** Start Entries **
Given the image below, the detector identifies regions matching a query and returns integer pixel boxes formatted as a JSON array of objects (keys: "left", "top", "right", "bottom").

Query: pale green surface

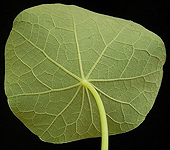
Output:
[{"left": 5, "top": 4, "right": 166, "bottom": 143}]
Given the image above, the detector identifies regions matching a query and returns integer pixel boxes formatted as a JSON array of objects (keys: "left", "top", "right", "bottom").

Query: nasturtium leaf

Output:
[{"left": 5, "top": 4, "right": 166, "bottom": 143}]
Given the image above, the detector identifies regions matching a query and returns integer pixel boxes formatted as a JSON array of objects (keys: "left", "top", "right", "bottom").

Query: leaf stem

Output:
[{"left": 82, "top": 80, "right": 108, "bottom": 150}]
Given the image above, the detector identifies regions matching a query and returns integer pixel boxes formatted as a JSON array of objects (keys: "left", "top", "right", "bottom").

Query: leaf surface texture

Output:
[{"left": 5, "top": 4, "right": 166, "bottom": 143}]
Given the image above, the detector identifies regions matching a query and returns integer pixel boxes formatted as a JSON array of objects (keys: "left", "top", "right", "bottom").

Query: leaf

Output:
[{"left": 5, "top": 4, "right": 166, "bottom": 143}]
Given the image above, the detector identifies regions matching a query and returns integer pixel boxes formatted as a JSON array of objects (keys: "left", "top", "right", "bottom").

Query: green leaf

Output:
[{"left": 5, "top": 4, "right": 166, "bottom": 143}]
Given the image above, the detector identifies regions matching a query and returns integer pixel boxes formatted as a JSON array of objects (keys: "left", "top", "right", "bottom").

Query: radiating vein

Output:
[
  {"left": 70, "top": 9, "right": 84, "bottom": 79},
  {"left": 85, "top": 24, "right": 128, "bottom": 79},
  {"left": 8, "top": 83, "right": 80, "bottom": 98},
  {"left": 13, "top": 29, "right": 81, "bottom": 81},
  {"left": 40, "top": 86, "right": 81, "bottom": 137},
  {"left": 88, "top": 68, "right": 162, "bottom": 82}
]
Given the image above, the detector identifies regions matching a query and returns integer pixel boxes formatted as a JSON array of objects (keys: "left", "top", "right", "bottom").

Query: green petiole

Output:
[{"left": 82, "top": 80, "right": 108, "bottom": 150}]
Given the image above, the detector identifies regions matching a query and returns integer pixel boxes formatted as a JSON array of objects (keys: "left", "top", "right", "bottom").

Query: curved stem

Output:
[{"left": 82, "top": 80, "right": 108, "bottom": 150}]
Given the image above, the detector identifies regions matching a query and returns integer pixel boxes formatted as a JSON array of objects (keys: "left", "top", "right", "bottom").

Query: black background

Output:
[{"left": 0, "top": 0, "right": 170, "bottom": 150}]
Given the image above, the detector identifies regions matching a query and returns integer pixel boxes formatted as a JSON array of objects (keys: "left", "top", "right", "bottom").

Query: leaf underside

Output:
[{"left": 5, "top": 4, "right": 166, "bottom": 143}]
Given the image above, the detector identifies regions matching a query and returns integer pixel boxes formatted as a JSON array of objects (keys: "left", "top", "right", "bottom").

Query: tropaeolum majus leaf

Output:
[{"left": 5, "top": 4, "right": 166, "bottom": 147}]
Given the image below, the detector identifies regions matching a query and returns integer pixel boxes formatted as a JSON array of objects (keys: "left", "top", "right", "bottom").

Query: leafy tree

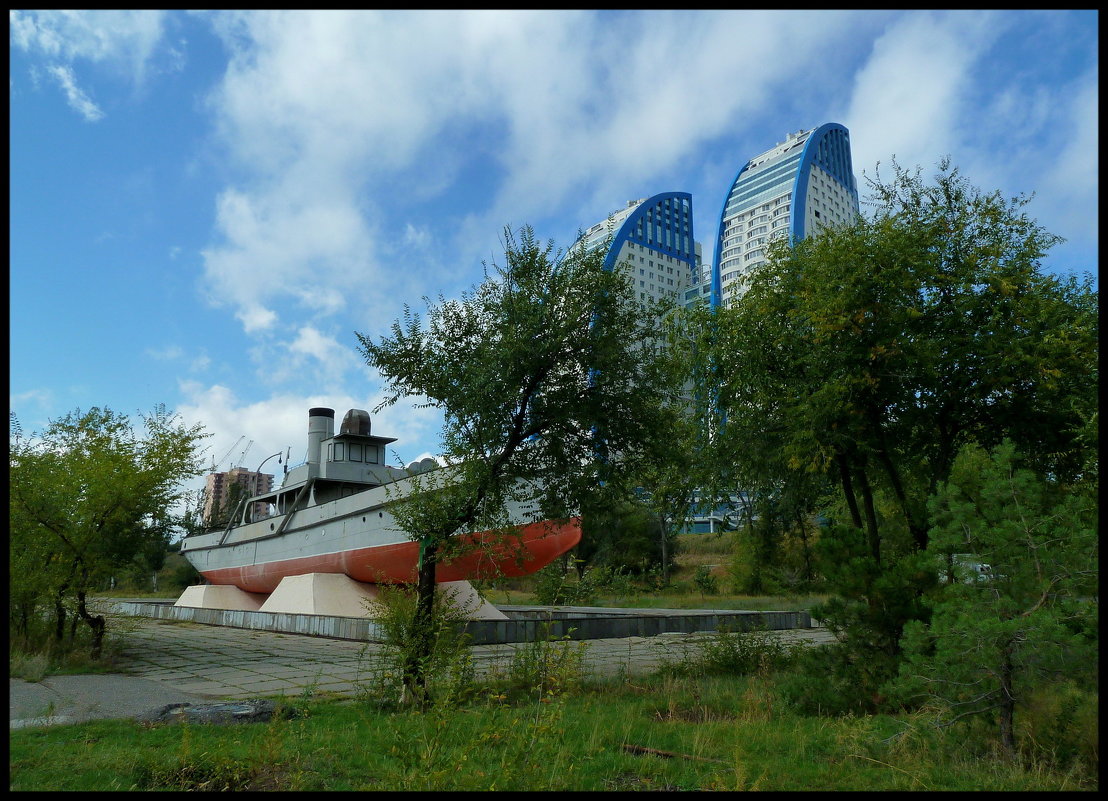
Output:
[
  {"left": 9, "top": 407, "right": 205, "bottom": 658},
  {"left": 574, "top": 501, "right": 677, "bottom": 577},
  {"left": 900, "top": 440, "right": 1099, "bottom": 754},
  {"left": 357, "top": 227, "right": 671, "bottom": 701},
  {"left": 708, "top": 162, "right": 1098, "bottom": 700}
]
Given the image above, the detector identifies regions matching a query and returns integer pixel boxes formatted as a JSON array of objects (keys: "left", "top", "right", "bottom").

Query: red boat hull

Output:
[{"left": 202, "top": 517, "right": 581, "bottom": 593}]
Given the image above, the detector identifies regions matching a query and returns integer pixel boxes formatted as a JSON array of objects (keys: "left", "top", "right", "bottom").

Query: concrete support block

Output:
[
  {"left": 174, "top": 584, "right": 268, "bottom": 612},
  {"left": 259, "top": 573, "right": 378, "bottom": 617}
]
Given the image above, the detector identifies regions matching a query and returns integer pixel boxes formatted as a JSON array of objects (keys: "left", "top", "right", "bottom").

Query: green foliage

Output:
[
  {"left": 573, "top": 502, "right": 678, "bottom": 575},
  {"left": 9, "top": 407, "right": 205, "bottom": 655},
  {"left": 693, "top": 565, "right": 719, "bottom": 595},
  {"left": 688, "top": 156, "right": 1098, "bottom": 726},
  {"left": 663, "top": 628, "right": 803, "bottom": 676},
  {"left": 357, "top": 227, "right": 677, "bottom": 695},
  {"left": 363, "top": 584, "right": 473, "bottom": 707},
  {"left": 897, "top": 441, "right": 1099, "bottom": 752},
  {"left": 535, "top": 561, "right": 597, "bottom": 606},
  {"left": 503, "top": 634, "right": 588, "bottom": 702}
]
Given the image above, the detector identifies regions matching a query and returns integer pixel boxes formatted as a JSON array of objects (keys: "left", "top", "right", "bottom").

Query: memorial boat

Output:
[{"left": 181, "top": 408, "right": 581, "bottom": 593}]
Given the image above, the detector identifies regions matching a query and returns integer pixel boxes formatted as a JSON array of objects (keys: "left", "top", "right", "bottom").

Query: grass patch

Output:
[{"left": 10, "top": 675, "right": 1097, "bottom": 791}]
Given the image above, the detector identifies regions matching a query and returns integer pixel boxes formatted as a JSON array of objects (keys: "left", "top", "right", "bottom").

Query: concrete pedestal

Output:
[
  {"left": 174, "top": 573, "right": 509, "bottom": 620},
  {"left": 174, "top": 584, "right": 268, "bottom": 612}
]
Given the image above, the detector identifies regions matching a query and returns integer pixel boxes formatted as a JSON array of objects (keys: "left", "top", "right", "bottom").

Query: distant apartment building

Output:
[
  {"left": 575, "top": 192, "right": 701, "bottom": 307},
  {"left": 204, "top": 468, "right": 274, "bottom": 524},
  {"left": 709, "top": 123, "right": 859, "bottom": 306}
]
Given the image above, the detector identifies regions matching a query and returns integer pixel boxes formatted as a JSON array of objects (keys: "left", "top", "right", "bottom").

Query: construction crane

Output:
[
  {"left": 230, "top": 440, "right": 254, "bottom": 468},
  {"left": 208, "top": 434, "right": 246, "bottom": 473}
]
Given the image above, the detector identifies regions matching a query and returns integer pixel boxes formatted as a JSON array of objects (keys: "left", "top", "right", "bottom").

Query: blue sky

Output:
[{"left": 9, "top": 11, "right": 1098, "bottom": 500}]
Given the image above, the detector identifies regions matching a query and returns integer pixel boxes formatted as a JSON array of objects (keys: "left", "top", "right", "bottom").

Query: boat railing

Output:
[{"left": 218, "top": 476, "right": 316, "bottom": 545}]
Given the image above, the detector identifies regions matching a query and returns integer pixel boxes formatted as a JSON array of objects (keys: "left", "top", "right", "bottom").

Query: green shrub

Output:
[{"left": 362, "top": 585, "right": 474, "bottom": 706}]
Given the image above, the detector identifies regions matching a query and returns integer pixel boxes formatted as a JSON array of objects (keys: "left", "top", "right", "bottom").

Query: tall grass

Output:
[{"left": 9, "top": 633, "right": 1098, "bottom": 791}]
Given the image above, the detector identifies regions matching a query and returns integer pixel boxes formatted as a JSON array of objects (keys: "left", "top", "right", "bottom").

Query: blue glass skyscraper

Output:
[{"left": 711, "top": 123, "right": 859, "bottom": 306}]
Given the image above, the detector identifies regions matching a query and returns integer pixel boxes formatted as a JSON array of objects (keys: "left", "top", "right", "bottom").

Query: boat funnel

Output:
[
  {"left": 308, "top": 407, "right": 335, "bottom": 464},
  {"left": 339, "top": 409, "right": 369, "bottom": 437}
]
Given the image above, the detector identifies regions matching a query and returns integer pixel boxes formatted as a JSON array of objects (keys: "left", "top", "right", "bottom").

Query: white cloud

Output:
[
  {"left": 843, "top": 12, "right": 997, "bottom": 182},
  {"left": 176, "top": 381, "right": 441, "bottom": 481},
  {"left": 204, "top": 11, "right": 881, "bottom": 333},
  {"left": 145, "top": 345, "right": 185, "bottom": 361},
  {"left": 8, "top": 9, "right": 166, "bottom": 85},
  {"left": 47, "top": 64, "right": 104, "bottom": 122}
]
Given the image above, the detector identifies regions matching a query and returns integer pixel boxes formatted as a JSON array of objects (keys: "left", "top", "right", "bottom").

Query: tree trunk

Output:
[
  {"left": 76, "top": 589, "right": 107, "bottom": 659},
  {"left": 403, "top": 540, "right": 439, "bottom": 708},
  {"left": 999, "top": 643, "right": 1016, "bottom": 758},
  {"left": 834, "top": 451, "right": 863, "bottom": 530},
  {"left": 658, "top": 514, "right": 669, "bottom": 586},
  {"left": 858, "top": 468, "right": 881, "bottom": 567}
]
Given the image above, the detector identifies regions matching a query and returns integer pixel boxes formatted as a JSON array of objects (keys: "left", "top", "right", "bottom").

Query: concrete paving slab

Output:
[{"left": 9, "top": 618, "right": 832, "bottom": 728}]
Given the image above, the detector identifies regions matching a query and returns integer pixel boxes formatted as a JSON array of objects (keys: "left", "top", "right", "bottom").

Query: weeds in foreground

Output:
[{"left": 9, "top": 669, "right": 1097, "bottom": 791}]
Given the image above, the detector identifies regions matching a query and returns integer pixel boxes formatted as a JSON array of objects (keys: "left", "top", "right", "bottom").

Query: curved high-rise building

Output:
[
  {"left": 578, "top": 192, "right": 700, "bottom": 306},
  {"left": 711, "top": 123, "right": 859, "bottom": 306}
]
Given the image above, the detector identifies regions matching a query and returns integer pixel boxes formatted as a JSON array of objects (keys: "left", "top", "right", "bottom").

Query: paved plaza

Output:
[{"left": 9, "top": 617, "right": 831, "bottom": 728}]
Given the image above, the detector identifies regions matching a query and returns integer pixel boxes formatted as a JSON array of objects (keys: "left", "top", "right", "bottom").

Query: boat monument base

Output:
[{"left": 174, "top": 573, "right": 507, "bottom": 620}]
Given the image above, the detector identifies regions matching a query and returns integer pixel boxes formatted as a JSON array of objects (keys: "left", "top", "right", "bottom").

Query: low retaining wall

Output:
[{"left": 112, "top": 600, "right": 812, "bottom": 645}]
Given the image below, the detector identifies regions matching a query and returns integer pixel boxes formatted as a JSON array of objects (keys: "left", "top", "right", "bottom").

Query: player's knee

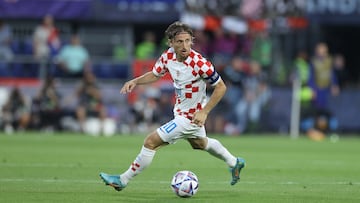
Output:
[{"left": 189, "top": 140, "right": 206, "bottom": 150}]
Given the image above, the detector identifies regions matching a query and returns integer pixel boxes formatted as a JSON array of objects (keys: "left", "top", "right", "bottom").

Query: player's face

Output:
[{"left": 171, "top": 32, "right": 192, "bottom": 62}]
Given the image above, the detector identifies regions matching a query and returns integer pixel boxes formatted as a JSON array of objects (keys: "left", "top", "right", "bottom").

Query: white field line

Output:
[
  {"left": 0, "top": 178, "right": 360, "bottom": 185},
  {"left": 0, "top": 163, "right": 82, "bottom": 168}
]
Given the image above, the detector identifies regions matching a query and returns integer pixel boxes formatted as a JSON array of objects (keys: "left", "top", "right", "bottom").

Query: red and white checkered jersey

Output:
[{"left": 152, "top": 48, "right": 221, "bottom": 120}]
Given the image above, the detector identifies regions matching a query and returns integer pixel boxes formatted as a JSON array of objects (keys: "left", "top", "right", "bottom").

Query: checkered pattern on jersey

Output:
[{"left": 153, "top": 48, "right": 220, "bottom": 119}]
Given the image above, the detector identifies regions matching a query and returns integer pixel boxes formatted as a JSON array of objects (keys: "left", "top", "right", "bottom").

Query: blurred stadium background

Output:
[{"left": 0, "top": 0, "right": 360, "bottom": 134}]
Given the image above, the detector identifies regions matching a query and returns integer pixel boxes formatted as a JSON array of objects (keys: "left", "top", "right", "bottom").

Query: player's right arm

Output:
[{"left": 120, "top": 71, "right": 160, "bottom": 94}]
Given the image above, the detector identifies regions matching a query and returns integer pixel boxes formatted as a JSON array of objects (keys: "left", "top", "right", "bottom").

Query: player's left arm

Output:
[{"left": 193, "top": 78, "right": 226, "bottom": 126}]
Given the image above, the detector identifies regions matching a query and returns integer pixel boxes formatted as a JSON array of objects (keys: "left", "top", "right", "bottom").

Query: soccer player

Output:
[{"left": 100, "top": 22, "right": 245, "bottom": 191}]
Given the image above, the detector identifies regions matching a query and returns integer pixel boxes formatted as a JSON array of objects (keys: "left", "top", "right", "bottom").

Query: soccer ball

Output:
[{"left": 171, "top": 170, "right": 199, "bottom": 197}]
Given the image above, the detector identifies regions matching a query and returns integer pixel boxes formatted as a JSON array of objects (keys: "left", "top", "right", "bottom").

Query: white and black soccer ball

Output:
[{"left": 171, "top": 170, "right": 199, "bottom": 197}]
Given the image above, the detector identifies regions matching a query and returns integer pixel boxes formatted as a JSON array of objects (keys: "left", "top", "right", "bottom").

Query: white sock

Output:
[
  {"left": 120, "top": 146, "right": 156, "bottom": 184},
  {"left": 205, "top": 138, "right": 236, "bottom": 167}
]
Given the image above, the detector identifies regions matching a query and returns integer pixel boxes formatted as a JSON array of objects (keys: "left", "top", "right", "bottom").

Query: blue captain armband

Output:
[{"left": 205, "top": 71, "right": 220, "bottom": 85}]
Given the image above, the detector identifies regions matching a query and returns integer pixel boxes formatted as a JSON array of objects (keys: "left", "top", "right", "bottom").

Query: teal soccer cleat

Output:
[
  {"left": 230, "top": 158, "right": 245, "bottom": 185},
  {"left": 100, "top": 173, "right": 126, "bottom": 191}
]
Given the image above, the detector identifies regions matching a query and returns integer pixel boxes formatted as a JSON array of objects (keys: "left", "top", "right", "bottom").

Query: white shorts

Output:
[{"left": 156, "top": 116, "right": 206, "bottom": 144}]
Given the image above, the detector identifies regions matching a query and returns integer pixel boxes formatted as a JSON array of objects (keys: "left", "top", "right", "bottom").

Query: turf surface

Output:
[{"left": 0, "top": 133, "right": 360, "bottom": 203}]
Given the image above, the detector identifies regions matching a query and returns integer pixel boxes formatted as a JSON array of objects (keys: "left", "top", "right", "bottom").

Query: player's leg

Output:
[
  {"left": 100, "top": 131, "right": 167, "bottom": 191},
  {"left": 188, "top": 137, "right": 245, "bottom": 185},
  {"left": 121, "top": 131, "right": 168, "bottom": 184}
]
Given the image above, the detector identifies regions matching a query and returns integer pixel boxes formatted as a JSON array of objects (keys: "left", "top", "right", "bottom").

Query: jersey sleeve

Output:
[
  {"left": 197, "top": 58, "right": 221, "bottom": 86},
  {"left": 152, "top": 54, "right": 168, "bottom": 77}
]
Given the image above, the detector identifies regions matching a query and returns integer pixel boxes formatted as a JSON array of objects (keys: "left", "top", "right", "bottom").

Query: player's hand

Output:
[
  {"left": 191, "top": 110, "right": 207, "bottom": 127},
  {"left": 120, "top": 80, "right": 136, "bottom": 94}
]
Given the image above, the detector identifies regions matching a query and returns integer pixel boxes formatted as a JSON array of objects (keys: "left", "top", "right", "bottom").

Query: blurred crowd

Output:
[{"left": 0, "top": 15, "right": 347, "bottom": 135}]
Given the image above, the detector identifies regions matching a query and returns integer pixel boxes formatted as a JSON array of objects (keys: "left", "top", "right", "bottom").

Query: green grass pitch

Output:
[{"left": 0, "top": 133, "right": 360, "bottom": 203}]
** End Entries **
Tally the lines of the listing that contain the string "ball" and give only the number.

**Problem solution**
2